[Start LISTING]
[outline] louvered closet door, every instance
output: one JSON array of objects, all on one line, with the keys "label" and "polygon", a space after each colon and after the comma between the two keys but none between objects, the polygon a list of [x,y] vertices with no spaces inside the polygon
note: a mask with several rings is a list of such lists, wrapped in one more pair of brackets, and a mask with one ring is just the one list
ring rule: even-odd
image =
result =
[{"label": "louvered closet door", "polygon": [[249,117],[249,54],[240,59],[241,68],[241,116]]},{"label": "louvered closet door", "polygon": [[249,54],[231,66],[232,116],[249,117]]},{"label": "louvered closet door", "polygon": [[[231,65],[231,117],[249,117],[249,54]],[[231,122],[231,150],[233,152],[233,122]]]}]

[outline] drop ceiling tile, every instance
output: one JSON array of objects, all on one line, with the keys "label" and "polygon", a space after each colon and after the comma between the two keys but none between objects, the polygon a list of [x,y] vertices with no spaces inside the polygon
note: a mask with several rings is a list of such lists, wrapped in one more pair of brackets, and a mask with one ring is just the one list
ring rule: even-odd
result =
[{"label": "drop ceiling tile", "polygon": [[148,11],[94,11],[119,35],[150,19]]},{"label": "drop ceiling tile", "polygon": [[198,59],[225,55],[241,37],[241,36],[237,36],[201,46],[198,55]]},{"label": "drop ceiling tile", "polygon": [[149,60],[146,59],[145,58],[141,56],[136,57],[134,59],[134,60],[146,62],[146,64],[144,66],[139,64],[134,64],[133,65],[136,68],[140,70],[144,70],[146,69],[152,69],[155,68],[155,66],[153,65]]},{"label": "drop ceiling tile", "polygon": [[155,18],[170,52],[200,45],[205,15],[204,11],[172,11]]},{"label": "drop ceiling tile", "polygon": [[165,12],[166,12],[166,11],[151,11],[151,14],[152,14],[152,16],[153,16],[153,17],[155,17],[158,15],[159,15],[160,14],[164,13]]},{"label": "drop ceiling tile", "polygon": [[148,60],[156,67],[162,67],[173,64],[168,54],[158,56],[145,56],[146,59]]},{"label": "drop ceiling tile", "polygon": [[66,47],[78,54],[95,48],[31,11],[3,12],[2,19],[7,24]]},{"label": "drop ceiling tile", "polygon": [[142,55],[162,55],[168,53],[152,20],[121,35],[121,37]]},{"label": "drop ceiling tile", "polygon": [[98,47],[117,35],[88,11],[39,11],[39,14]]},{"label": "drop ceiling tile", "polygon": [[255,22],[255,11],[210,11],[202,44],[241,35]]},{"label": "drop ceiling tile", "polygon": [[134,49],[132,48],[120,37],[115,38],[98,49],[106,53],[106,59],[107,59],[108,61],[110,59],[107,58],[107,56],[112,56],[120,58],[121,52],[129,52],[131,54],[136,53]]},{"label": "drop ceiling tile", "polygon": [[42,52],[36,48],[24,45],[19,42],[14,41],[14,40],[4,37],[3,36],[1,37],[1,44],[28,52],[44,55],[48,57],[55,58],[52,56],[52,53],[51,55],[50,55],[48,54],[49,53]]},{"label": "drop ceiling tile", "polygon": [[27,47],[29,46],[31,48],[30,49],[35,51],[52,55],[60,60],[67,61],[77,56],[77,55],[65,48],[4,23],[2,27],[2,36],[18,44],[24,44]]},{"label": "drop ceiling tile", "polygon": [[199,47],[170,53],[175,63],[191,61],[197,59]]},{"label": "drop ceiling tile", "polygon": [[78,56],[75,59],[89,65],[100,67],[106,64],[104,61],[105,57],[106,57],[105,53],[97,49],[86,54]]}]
[End LISTING]
## [OBJECTIVE]
Write out every record, exactly as written.

## [TASK RESULT]
[outline] louvered closet door, every instance
output: one JSON array of objects, all on one line, with the keys "label" and "polygon", a space after each colon and after the comma between the two keys but none between objects, the polygon a list of [x,y] vertices with no spaces inside the polygon
note: a mask with several rings is a list of such lists, wrapped in one more pair of brackets, and a mask with one ring is just the one list
ring rule: even-odd
image =
result =
[{"label": "louvered closet door", "polygon": [[249,117],[249,54],[240,59],[241,68],[241,116]]},{"label": "louvered closet door", "polygon": [[249,54],[231,66],[232,116],[249,117]]},{"label": "louvered closet door", "polygon": [[[231,65],[231,117],[249,117],[249,54]],[[231,122],[231,150],[233,152],[233,122]]]}]

[outline] drop ceiling tile, every instance
output: one JSON array of objects, all on one line, with the keys "label" and "polygon", a space after each colon and after the comma between the two keys but none between objects, the polygon a list of [x,y] vertices with no spaces inside the polygon
note: a mask with several rings is a list of such lists, wrapped in one more pair of brackets, and a mask with one ring is just the one list
ring rule: even-odd
result =
[{"label": "drop ceiling tile", "polygon": [[148,11],[94,11],[119,35],[150,19]]},{"label": "drop ceiling tile", "polygon": [[198,59],[225,55],[241,37],[241,36],[237,36],[201,46],[198,55]]},{"label": "drop ceiling tile", "polygon": [[149,60],[146,59],[145,58],[141,56],[136,57],[134,59],[134,60],[146,62],[146,64],[144,66],[139,64],[134,64],[133,65],[136,68],[140,70],[144,70],[146,69],[152,69],[155,68],[155,66],[153,65]]},{"label": "drop ceiling tile", "polygon": [[155,18],[170,52],[200,45],[205,15],[204,11],[172,11]]},{"label": "drop ceiling tile", "polygon": [[165,12],[166,12],[166,11],[151,11],[151,14],[152,14],[152,16],[153,16],[153,17],[155,17],[158,15],[159,15],[160,14],[164,13]]},{"label": "drop ceiling tile", "polygon": [[148,60],[156,67],[162,67],[173,64],[168,54],[158,56],[145,56],[146,59]]},{"label": "drop ceiling tile", "polygon": [[66,47],[78,54],[95,48],[31,11],[3,12],[2,19],[7,24]]},{"label": "drop ceiling tile", "polygon": [[142,55],[162,55],[168,53],[152,20],[121,35],[121,37]]},{"label": "drop ceiling tile", "polygon": [[98,47],[117,35],[88,11],[39,11],[39,14]]},{"label": "drop ceiling tile", "polygon": [[255,22],[255,11],[210,11],[202,44],[241,35]]},{"label": "drop ceiling tile", "polygon": [[134,49],[132,48],[120,37],[115,38],[98,49],[106,53],[106,59],[107,59],[108,61],[110,59],[107,58],[107,56],[112,56],[120,58],[121,52],[129,52],[131,54],[136,53]]},{"label": "drop ceiling tile", "polygon": [[42,52],[36,48],[24,45],[19,42],[14,41],[14,40],[4,37],[3,36],[1,37],[1,44],[28,52],[44,55],[48,57],[55,58],[52,56],[52,53],[51,55],[50,55],[48,54],[49,53]]},{"label": "drop ceiling tile", "polygon": [[27,47],[29,46],[31,48],[30,49],[35,51],[52,55],[60,60],[67,61],[77,56],[77,55],[65,48],[4,23],[2,27],[2,36],[18,44],[24,44]]},{"label": "drop ceiling tile", "polygon": [[199,47],[170,53],[175,63],[191,61],[197,59]]},{"label": "drop ceiling tile", "polygon": [[78,56],[75,59],[89,65],[100,67],[106,64],[104,61],[105,57],[106,57],[105,53],[97,49],[86,54]]}]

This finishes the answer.